● DATA IN THIS EXERCISE
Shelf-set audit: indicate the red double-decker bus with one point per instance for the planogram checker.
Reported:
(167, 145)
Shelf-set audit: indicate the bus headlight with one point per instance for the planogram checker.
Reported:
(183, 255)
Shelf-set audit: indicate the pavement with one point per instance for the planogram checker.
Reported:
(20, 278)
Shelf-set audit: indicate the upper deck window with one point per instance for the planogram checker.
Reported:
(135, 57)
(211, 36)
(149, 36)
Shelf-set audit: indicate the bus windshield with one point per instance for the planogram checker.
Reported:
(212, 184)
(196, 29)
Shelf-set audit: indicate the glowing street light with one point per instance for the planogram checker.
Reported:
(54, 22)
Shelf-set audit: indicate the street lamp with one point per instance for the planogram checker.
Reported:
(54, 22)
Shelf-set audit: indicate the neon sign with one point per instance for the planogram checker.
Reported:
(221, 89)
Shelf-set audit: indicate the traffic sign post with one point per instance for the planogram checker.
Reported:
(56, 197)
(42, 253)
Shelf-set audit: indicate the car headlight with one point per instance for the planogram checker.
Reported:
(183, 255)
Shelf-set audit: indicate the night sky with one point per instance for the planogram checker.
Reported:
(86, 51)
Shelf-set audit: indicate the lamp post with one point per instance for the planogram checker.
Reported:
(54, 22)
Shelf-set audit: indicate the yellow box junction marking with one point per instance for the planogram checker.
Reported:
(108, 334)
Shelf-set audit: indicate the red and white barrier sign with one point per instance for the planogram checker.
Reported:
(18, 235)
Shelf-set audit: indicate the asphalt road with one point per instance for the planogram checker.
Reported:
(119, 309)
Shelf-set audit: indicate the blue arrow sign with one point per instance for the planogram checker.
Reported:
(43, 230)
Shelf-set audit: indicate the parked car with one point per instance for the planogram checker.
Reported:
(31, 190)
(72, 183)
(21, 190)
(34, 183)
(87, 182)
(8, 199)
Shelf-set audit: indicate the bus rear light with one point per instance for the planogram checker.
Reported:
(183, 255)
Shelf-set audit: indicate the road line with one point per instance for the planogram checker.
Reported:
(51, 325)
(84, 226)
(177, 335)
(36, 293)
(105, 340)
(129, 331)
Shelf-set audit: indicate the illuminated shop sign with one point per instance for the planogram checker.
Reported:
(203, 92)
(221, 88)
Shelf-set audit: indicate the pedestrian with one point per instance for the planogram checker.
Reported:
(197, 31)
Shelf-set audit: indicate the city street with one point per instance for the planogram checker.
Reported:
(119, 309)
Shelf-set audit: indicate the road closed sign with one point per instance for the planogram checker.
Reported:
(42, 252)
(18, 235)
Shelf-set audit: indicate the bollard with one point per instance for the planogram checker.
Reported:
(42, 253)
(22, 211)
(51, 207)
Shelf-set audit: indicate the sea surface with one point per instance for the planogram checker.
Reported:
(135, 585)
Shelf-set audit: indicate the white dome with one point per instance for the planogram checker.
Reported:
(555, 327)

...

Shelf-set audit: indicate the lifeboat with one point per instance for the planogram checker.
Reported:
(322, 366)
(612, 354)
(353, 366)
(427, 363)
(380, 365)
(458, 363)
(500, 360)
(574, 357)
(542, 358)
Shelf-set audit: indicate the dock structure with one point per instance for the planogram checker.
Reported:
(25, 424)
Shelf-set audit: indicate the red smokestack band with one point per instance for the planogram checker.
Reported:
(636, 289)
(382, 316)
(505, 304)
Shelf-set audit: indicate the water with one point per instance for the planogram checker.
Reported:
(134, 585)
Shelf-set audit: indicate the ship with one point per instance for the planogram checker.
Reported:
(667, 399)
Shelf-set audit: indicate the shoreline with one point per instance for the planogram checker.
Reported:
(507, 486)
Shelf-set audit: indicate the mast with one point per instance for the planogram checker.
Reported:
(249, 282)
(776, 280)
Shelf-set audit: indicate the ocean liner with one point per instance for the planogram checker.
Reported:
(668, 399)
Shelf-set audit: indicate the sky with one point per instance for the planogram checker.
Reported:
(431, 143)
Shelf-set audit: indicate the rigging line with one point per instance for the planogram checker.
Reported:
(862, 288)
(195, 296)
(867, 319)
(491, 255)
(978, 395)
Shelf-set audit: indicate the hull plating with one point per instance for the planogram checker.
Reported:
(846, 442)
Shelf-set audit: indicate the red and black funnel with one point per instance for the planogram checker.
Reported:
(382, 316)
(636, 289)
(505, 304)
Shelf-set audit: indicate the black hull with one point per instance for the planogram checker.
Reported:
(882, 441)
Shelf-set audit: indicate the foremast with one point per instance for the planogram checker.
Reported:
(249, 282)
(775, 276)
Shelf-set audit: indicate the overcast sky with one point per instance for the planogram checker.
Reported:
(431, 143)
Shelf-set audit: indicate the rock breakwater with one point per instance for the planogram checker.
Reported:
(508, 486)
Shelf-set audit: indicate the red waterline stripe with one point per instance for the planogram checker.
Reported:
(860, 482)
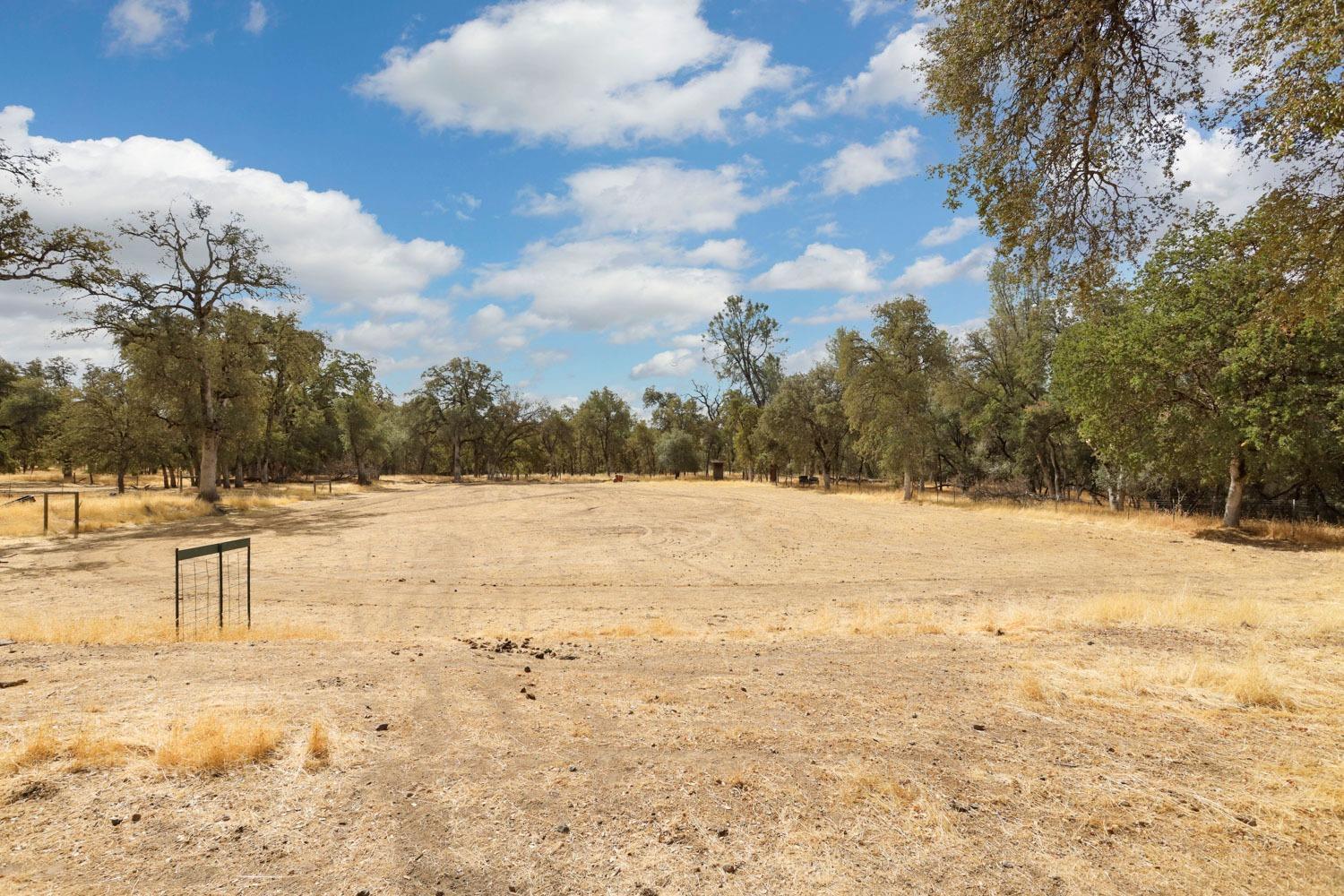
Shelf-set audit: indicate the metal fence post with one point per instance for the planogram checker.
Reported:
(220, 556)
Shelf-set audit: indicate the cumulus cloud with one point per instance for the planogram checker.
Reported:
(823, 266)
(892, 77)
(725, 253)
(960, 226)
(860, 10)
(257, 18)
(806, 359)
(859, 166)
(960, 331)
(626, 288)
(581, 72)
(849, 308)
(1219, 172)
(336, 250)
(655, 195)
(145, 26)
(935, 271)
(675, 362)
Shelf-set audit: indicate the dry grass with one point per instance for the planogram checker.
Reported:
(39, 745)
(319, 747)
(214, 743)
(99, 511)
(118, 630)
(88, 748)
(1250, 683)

==

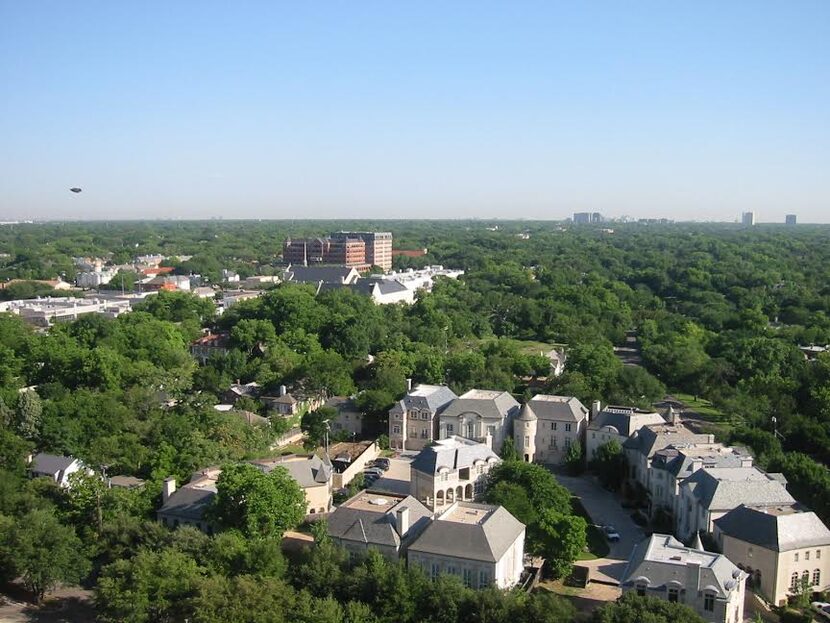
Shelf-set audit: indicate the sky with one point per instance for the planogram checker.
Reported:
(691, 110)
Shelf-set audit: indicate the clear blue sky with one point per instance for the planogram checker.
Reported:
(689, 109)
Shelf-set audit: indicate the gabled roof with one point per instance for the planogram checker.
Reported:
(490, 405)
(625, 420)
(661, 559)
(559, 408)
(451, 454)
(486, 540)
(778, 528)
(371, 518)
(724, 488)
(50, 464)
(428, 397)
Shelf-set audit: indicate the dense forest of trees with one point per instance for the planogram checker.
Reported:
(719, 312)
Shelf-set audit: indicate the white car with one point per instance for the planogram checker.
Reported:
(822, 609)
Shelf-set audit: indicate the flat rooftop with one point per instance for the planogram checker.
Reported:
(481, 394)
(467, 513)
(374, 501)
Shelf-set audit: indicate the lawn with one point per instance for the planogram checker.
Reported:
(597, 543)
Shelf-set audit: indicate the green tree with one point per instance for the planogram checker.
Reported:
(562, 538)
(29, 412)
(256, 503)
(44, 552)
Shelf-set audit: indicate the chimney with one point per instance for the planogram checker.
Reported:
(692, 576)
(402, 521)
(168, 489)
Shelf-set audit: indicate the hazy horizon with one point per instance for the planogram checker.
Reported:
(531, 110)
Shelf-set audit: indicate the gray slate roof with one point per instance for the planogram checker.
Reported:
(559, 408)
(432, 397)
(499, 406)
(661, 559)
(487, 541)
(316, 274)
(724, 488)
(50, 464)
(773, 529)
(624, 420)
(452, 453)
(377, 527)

● REQUIREMENTS
Find every line in the records that contains the word "blue" and copy each one out. Case counts.

● RESULT
Shelf-set audit: indicate the blue arrow sign with one point per instance for the planogram checker.
Shelf-set audit: indicate the clear blue sky with one point per instance for the planogram checker.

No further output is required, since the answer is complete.